**REQUIREMENTS:** Copy out all of the data below line for line, requests included. Increase every bounding-box coordinate value in the answers by 69, and leave the requests unchanged.

Extracts from a box-labeled dataset
==========

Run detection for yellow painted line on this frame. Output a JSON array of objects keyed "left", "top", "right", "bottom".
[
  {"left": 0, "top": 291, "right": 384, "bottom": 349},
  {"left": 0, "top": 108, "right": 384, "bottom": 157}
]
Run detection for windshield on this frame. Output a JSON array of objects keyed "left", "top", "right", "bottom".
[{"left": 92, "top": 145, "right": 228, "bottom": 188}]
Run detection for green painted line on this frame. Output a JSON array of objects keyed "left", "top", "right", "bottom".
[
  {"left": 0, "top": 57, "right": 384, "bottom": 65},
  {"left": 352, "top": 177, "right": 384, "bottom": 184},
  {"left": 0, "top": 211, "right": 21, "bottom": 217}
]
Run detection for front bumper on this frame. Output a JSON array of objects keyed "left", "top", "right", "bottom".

==========

**OUTPUT OF THE EXERCISE:**
Run detection for yellow painted line on this frame. Output a JSON array of objects keyed "left", "top", "right", "bottom".
[
  {"left": 69, "top": 360, "right": 453, "bottom": 418},
  {"left": 69, "top": 177, "right": 453, "bottom": 226}
]
Run detection for windshield on this frame. Output a JSON array of objects keyed "left", "top", "right", "bottom".
[{"left": 161, "top": 214, "right": 297, "bottom": 257}]
Run detection for green painted line on this frame. Output a JSON array of objects keyed "left", "top", "right", "bottom".
[
  {"left": 69, "top": 126, "right": 453, "bottom": 134},
  {"left": 421, "top": 246, "right": 453, "bottom": 253},
  {"left": 69, "top": 280, "right": 90, "bottom": 286}
]
Run detection for front bumper on this frame. Output a JSON array of objects keyed "left", "top", "right", "bottom".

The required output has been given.